## begin

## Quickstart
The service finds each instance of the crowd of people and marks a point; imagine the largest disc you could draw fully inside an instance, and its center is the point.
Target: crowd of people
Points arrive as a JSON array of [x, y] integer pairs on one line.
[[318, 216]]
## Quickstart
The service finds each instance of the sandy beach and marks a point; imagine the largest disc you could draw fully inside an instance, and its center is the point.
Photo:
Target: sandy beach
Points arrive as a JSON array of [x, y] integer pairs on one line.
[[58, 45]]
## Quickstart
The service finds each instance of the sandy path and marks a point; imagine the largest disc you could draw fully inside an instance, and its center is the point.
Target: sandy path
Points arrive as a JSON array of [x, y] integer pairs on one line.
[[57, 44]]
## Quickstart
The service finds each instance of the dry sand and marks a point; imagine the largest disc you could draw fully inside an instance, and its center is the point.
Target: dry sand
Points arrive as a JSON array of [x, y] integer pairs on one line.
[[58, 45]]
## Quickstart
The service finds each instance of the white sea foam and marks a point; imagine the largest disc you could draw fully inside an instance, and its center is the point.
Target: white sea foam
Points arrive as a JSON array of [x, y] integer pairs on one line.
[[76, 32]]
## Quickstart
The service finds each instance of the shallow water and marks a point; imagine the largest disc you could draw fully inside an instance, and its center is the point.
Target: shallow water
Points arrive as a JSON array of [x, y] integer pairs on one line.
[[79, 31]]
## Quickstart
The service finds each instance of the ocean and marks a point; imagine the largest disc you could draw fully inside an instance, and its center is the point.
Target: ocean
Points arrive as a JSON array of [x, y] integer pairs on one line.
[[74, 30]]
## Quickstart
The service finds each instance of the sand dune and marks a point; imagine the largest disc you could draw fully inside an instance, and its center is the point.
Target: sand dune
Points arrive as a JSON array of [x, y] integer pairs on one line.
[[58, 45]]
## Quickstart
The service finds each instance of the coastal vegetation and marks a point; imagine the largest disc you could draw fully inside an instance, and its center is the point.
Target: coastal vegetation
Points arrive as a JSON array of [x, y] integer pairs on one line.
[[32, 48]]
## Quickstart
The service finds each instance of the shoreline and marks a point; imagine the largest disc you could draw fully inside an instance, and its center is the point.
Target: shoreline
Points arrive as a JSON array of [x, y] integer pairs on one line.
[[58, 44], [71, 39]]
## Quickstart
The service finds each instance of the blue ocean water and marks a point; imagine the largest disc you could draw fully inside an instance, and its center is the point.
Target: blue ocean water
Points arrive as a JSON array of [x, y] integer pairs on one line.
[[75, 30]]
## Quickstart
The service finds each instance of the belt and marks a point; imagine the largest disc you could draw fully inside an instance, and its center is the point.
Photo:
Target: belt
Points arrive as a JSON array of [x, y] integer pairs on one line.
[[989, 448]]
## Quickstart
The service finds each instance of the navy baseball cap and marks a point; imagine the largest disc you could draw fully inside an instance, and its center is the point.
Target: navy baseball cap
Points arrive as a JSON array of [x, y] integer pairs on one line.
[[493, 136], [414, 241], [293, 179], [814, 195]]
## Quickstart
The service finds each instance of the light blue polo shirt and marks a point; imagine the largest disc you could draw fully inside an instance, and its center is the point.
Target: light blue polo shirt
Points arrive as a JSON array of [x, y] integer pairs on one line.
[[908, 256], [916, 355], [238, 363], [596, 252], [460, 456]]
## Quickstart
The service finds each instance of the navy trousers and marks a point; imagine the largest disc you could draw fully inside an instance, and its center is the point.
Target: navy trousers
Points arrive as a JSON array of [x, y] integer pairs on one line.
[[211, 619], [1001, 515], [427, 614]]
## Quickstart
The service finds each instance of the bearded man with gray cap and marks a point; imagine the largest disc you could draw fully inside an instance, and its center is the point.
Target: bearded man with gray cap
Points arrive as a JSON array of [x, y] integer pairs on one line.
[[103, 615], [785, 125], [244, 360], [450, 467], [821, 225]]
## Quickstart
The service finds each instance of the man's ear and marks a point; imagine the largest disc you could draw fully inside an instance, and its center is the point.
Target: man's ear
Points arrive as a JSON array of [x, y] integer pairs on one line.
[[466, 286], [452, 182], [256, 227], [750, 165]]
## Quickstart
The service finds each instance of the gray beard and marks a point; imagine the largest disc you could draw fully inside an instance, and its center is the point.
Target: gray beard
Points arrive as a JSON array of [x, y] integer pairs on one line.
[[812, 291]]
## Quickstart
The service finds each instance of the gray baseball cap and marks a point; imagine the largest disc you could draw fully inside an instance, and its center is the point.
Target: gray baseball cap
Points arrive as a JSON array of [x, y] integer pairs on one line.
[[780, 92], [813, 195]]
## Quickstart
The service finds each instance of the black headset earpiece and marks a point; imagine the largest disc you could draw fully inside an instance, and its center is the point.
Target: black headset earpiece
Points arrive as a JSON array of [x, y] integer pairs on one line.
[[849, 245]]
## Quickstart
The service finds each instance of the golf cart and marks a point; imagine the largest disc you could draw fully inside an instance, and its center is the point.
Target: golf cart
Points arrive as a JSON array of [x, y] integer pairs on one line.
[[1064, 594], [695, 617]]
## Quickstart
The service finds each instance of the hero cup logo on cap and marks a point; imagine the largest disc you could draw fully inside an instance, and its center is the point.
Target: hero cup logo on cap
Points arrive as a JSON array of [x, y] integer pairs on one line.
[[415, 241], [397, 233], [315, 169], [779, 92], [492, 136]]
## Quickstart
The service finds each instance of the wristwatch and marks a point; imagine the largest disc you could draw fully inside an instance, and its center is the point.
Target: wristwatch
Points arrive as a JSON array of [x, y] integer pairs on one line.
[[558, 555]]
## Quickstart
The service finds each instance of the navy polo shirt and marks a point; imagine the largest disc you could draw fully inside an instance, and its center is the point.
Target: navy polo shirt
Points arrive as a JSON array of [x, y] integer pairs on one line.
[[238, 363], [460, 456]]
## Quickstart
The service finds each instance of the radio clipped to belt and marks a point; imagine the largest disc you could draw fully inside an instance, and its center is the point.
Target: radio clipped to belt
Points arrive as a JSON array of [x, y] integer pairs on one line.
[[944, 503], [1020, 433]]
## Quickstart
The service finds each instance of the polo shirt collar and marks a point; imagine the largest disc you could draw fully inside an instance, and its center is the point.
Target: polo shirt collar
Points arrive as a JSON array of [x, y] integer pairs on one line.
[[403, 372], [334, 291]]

## end

• [OBJECTIVE] Write out all the data again, exactly as it appears.

• [FINISHED TASK]
## Quickstart
The service finds each instance of the crowd of people and marks a point; imagine the largest disc you could draw fully inside an instance, and its center is the point.
Target: crowd of people
Points arrive as a JSON array of [x, y] integer pairs on one line.
[[318, 216]]
## Quickstart
The service finds each instance of the sandy beach and marks a point; imagine the largest disc you could draw fully inside an instance, and its center is the point.
Photo:
Target: sandy beach
Points arrive as a JSON array of [x, y] integer pairs on one line.
[[58, 45]]
## Quickstart
The service finds each instance of the sandy path and marks a point; imagine the largest disc you could draw fully inside an instance, and its center is the point.
Target: sandy path
Points arrive as a JSON array of [x, y] integer pairs on one line.
[[57, 44]]
## Quickstart
The service finds each instance of the dry sand and marks a point; imagine the largest disc you could draw fully inside an instance, and its center is the point.
Target: dry sand
Points arrive as a JSON array of [x, y] integer pairs on one line.
[[58, 45]]
## Quickstart
The service finds each instance of the white sea foam and marks a point; imagine the largest disc you could draw fully inside an instance, and its center is the point.
Target: white sea foam
Points arrive as a JSON array of [x, y] integer pairs on one line.
[[76, 32]]
## Quickstart
The service finds each instance of the shallow water and marks a point; imagine the largest disc you could draw fully inside an instance, and its center is the point.
Target: shallow water
Points arrive as a JSON array of [x, y] integer pairs on one line.
[[79, 31]]
## Quickstart
The service finds each instance of the ocean and marks a point; imagine the largest disc you could draw fully inside an instance, and its center is the point.
Target: ocean
Points arrive as a JSON array of [x, y] integer pairs on one line.
[[74, 30]]
## Quickstart
The service finds each instance of the sand dune and marks a point; imagine the largest disc you could draw fully inside an instance, and its center is the point.
Target: sand dune
Points arrive as a JSON array of [x, y] integer pairs on one line.
[[58, 45]]
## Quickstart
The service finds each instance of the coastal vegetation and marks a point; imagine the largest disc you could draw fully inside an instance, and its center is the point.
Target: coastal vegetation
Points arrive as a JSON array of [x, y] integer pairs on one line.
[[32, 48]]
## Quickstart
The service finds each instance of the shoreline and marks a point; imagine the largest disc you could draw fully inside an instance, and its center is the point.
Target: shoreline
Points arrive as a JSON array of [x, y] integer pairs on one line.
[[58, 44], [71, 39]]
## Quickstart
The service finds each instance of the blue ocean water and marks a point; imagine the largest disc you could draw fully inside an instance, and its center is the point.
Target: blue ocean water
Points arrive as a JSON array of [x, y] integer pairs on one line.
[[75, 30]]
## Quickstart
The service finds each instance of the belt and marks a point; imagine the largest disc you could draw fully inside an instance, and its center is the point.
Photo:
Target: belt
Points arrive as a JSON array of [x, y] integer pairs on one line.
[[989, 448]]
## Quickstart
The service finds each instance of the navy baseball cap and marks a point; imagine the largest disc you could draw fully inside an instance, and its center is the point.
Target: navy baseball cap
Points arrive as a JSON array of [x, y] integer pairs on one line.
[[493, 136], [414, 241], [293, 179], [814, 195]]
## Quickstart
The service finds each instance of the light blue polo shirt and marks a point; imagine the largest disc you could draw fully inside an instance, and its center is the point.
Target: light blue polo shirt
Points arrive as a JSON array of [x, y] integer pairs on one line.
[[908, 256], [916, 355], [238, 363], [596, 252], [460, 456]]
## Quickstart
The service finds each instance of the navy trousers and marks a point; imagine the largest disc you could draw fully inside an instance, and its center is the point.
Target: navy trousers
Points arrive as a JSON array of [x, y] integer pairs on one line.
[[211, 619], [1001, 515], [427, 614]]
## Quickstart
The service finds each instance of the bearded man with gray cap and marks a point; imagine the largest disc you could draw fully inside an instance, and its center is the point.
Target: bearded man with gray cap
Points arrive as a JSON array of [x, y] integer pairs on one line.
[[103, 615], [785, 125], [244, 360], [450, 467], [821, 225]]
## Quickstart
The service finds each instance of the man's ear and marks a point; imagine the largest disc you could draw fully inside an instance, and its center is the point.
Target: man's ear
Points arrive as a JSON array of [x, y] integer pairs on one line.
[[466, 286], [452, 182], [256, 227], [750, 165]]
## Quickstart
The service finds each instance of the gray beard and marks a point; imagine the largest disc you could draw fully inside an instance, and its center is the point.
Target: gray beard
Points arrive as a JSON array of [x, y] integer pairs on one line.
[[812, 291]]
## Quickstart
The service finds each instance of the gray baseball cap and marks a point; imagine the largest disc you could draw fully inside an instance, and its center is the point.
Target: gray baseball cap
Points arrive as a JSON array of [x, y] integer pairs on one line.
[[780, 92], [813, 195]]
## Quickstart
The service finds each instance of the black headset earpiece and marks a point; imagine the largest disc you could draw fully inside an instance, and its center is the point.
Target: black headset earpiece
Points arrive as a JSON array of [x, y] integer pairs on one line.
[[849, 245]]
## Quickstart
The service finds each instance of the golf cart and marks a point; imagine the largest disc you could draw fully inside an instance, and its center is the point.
Target: golf cart
Points arrive as a JSON array of [x, y] integer pairs on one line.
[[1064, 594], [695, 617]]
## Quickstart
The service finds each instance of the hero cup logo on cap and marks a point; imagine the largest disc you could draw fully inside an instance, and its center is the point.
Target: hero cup logo on cap
Points arrive as a JSON array of [x, y] integer pairs on one line.
[[415, 241], [397, 233], [315, 169], [779, 92], [492, 136]]
## Quickstart
The service finds each instance of the wristwatch and marks a point; imagine the largest disc you could draw fully inside an instance, and its center is the point.
Target: wristwatch
Points arrive as a JSON array of [x, y] integer pairs on one line.
[[558, 555]]
## Quickstart
The service finds each instance of the navy polo shirt and marks a point; imagine the largest disc you could draw fully inside an instance, and its center is the point.
Target: navy polo shirt
Points arrive as a JSON array of [x, y] integer pairs on one line.
[[238, 363], [460, 456]]
## Quickstart
The service finds each instance of the radio clipped to belt and marks a point; imagine the largest disc you could draw fully inside an instance, and its center is the point.
Target: radio clipped to belt
Points arrive as a JSON array of [x, y] integer pairs on one line.
[[944, 503], [1020, 433]]
## Quickstart
The service finds each instance of the polo shirt collar and marks a point; imagine the largest disc you could draw fully inside an instance, and its center is the point.
Target: polo shirt collar
Points arrive as a JSON array of [x, y] integer pairs on one line.
[[403, 372], [334, 291]]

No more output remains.